Agent Tooling
Local-first tooling that makes agents reliable in real repositories: deterministic retrieval, verifiable edits, MCP servers, and reusable skill packaging.
My bias is pragmatic. The tooling around the model should be reliable; the model itself doesn't have to be.
What that means for the substrate:
- Determinism over magic (same inputs produce the same outputs).
- Auditability over vibes (you can inspect what changed and why).
- Privacy-first defaults (local processing whenever possible).
Retrieval That Scales (Local-First Hybrid Search)
llmx
What: Local-first codebase indexer with hybrid retrieval — BM25 keyword ranking combined with neural embeddings (mdbr-leaf-ir) running locally via WebGPU/WASM, fused via Reciprocal Rank Fusion. No embedding service required; embeddings run in-browser/on-device or can be skipped entirely for BM25-only mode. Deterministic chunking and content hashing make exports reproducible.
Why it matters: Most agent fights in large repos are lost on retrieval, not on intelligence. llmx hands the agent a working map: hybrid scoring, deterministic chunks, semantic quality without a remote oracle in the call chain.
Verifiable Editing and Reproducible Builds (Codex Toolchain)
codex-xtreme (includes codex-patcher)
What: An interactive wizard for producing optimized, patched Codex binaries, backed by a verified patch application engine.
Why it matters: The edit-test loop made explicit: apply code modifications reliably, then build and run them in an isolated, reproducible sandbox. Every patch is auditable, ensuring full control over the compiled binary.
Primary repo (pin this on GitHub): codex-xtreme
Patch engine (linked inside): codex-patcher
Packaging Domain Expertise for Agents
burn-plugin
What: Claude Code plugin for the Burn deep learning framework, with reusable skills/workflows and evidence-backed references.
Why it matters: Packages the Burn deep-learning framework's reference material and workflows into a portable Claude Code plugin. Enables developers to consistently reuse the same workflows and references without manually re-reading the source documentation.
Skill Systems (Available on Request)
cwork
What: A context compiler that assembles "base capabilities + domain primer + project context" into a minimal, task-specific prompt package.

= = = = = = =

◆ **TASK INSTRUCTIONS**:
**a)** According to the agent tooling page, what method does llmx use to fuse BM25 keyword ranking with neural embeddings?
**b)** Indicate whether each statement below agrees with the agent tooling page, and support each answer with the deciding words quoted from it.
(i) llmx requires a remote embedding service.
(ii) burn-plugin is a Claude Code plugin for the Burn deep learning framework.
(iii) The model itself must be reliable.

(Natural language region descriptions)
= = = = = = =

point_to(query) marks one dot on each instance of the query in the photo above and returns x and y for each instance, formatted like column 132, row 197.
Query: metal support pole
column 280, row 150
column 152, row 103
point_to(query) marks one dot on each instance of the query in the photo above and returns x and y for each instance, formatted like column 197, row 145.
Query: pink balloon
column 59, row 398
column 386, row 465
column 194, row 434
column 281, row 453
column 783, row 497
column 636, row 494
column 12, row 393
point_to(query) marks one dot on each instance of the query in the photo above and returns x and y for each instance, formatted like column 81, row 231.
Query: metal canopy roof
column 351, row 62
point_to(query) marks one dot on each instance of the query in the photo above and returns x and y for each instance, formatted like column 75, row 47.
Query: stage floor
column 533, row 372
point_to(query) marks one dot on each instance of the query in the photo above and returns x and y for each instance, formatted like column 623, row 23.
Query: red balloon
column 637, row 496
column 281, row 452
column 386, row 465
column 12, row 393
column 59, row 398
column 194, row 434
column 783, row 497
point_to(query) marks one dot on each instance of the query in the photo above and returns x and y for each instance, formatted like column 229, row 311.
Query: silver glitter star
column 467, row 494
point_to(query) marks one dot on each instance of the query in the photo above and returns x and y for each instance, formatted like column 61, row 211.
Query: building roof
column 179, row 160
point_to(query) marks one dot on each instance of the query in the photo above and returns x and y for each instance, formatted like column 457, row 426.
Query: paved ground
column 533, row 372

= = = = = = =

◆ **RESULTS OF THE EXERCISE**:
**a)** Reciprocal Rank Fusion.

**b)**
(i) No: "No embedding service required"
(ii) Yes: "Claude Code plugin for the Burn deep learning framework"
(iii) No: "the model itself doesn't have to be."